EXERCISE GOAL – Put every line from the one containing "Point to the side" through the end of the material into a Markdown table with the columns Row and Line, numbering each row and leaving out blank lines.

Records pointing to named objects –
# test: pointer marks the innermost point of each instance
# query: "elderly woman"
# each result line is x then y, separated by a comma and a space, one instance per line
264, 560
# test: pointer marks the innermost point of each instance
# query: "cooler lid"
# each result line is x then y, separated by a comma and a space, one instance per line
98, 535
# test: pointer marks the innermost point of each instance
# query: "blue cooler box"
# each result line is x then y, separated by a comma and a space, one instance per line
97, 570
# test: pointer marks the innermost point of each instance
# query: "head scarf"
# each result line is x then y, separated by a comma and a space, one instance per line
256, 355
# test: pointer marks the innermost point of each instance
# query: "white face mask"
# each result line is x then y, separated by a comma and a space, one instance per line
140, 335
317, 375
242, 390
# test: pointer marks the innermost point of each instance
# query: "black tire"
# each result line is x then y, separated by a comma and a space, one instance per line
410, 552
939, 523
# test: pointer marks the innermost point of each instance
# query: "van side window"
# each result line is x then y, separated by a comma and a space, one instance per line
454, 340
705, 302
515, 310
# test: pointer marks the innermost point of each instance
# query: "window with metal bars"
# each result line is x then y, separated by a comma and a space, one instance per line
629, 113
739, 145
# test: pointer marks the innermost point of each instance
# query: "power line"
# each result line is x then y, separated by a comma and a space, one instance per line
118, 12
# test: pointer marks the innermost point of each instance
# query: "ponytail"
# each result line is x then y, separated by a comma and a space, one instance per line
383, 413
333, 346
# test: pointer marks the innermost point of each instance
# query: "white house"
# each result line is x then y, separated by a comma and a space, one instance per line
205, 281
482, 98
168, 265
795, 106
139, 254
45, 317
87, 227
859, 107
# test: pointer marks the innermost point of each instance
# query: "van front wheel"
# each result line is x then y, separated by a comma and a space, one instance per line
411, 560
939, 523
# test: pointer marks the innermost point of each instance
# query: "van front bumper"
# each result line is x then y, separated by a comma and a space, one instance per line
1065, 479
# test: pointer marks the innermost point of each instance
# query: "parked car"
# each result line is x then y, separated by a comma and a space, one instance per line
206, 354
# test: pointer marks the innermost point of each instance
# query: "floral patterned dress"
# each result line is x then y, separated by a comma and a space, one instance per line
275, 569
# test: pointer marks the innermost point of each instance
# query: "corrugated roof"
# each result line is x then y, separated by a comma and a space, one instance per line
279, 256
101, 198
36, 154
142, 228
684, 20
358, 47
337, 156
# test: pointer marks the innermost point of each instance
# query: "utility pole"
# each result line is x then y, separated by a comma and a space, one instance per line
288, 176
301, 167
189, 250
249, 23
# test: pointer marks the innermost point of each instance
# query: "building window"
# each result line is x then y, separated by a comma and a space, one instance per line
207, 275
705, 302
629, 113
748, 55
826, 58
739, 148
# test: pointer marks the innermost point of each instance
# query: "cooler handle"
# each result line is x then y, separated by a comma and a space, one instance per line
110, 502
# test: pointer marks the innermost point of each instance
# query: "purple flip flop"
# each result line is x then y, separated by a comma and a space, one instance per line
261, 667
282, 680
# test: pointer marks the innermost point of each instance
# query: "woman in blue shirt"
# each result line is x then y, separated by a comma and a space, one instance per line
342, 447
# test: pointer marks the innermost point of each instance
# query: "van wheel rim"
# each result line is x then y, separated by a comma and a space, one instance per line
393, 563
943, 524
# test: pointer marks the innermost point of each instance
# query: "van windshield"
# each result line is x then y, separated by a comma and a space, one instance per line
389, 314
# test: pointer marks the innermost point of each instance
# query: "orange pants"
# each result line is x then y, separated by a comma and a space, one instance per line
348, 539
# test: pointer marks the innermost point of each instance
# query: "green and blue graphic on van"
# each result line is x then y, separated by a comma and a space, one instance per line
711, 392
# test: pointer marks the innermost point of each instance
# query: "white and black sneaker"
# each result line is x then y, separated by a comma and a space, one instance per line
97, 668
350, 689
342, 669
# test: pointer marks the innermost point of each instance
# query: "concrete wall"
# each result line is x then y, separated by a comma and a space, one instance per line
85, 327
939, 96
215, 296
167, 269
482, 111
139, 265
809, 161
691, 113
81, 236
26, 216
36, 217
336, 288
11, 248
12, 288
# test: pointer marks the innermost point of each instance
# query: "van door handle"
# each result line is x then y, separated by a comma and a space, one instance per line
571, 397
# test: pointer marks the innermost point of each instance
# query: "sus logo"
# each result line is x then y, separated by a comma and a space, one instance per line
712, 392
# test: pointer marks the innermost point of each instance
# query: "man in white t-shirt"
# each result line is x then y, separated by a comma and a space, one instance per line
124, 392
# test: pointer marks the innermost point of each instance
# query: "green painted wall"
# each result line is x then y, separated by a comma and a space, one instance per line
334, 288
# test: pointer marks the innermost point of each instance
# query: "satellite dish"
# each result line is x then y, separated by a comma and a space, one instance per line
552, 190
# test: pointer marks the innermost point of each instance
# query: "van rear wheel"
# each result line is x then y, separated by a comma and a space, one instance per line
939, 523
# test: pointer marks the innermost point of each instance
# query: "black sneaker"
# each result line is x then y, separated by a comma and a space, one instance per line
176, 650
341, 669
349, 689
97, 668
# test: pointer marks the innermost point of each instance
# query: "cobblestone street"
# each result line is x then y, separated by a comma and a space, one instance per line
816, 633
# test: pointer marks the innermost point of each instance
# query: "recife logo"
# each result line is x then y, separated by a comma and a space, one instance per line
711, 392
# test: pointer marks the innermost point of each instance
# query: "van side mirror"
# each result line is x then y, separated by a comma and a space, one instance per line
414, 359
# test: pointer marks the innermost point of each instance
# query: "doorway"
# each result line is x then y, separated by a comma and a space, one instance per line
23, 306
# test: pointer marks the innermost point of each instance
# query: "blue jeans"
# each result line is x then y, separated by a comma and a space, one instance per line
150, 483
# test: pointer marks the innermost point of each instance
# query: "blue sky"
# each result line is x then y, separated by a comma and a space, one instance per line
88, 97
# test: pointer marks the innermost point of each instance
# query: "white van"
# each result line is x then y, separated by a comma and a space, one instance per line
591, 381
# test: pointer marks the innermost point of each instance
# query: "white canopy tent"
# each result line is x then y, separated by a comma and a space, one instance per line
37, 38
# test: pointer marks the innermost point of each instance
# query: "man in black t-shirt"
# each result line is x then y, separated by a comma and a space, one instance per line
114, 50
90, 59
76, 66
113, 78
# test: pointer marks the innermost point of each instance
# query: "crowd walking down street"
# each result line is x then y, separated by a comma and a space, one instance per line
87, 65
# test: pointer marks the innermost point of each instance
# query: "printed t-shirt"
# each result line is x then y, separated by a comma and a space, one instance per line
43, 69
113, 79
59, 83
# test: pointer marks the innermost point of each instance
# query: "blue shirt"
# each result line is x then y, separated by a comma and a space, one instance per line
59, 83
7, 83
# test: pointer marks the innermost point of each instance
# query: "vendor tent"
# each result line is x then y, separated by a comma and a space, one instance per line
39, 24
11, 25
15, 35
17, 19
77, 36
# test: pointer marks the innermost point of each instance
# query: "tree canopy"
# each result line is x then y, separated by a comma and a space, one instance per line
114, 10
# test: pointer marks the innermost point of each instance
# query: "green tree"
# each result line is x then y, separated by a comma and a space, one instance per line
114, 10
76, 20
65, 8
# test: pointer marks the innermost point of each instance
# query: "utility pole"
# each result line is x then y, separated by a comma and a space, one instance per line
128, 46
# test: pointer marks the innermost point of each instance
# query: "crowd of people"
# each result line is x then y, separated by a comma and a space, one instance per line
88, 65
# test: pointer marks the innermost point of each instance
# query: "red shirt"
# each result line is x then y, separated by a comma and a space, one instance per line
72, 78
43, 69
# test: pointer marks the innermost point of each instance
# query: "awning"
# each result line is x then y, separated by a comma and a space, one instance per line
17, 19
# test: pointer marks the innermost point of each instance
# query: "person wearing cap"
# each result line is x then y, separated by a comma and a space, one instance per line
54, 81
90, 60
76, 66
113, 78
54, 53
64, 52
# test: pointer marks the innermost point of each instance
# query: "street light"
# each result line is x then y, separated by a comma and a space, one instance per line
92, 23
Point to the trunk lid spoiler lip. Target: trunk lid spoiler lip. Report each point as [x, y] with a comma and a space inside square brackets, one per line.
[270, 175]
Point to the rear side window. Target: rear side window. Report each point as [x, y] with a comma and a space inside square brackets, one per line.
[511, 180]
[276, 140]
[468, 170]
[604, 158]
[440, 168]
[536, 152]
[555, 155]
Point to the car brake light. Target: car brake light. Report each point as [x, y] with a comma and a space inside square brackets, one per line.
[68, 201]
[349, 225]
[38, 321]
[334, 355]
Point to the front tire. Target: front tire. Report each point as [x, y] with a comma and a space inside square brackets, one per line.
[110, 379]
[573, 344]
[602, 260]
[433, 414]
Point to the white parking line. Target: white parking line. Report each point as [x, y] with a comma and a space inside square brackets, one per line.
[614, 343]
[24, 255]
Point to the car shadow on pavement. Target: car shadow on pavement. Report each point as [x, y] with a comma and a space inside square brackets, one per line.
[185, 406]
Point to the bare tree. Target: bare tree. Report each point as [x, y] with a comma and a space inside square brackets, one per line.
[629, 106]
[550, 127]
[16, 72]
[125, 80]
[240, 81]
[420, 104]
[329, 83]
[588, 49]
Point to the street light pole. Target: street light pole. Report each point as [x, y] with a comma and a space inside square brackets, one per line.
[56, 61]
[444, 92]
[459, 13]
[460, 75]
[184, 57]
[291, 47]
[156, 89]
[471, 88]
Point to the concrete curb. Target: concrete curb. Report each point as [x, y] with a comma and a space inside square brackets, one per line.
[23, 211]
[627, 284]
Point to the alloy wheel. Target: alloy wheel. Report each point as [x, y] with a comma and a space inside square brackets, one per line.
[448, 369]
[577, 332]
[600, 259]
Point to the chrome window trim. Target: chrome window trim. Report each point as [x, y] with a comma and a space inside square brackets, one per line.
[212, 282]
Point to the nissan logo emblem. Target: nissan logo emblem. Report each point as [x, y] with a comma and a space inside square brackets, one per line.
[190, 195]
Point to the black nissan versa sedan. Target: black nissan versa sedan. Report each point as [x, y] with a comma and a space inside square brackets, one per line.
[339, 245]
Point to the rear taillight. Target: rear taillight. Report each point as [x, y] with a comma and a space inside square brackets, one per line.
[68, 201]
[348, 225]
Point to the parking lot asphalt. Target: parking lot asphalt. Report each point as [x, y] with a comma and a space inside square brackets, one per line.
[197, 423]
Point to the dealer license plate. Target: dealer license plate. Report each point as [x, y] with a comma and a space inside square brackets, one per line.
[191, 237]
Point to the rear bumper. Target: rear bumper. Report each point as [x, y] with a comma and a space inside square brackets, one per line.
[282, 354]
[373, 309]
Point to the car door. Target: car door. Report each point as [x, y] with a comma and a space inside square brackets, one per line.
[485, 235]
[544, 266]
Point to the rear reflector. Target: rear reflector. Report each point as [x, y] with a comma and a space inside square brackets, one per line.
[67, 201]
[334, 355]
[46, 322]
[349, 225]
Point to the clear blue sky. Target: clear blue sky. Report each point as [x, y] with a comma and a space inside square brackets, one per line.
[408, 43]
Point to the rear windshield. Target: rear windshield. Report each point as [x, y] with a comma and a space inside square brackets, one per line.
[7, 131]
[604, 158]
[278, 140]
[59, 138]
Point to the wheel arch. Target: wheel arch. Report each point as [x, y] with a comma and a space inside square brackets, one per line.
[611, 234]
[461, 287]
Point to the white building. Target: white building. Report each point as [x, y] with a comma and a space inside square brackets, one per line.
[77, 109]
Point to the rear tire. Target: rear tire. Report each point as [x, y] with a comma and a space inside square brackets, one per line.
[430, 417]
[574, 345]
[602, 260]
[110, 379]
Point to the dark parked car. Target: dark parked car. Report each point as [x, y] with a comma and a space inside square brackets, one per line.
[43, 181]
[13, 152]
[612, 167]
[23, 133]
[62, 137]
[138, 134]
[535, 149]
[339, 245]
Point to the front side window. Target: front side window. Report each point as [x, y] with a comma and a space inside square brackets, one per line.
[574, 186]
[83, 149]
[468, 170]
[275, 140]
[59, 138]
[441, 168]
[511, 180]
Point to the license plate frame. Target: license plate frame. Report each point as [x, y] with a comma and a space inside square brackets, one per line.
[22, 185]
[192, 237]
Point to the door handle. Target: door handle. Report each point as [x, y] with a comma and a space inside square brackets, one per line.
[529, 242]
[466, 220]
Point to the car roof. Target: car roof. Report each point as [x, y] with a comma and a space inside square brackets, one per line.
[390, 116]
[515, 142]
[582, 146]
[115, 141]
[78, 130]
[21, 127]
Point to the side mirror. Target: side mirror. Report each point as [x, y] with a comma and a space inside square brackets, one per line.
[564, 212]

ANSWER BELOW –
| Row | Line |
|---|---|
| 1 | Point to the side mirror. Target: side mirror. Report each point as [x, y] with a comma and a space inside square brackets, one per line. |
| 2 | [564, 212] |